* START *

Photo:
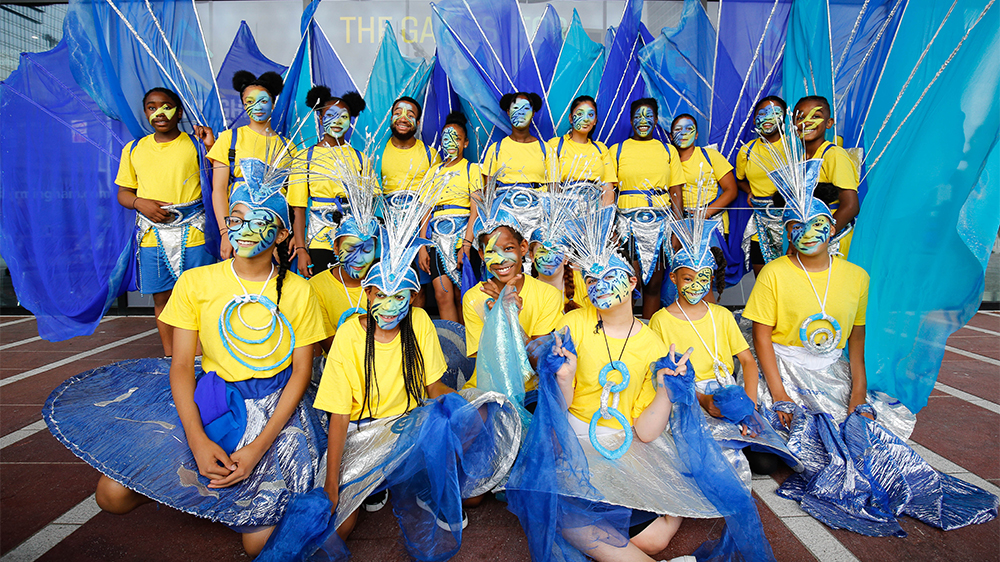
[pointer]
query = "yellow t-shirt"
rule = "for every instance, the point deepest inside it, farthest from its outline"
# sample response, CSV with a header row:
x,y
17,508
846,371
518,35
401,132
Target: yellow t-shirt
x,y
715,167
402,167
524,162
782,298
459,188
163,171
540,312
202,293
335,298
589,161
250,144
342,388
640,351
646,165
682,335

* END *
* START *

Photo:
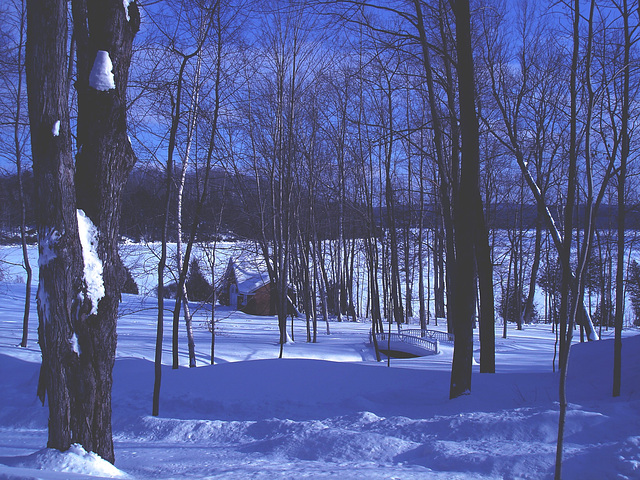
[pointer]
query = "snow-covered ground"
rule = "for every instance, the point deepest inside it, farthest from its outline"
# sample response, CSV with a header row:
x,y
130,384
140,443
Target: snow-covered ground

* END *

AIM OF THE TASK >>
Pull out each line of the listing above that contains the word "yellow", copying those lines unchanged.

COMPLETE RESPONSE >>
query = "yellow t-shirt"
Target: yellow t-shirt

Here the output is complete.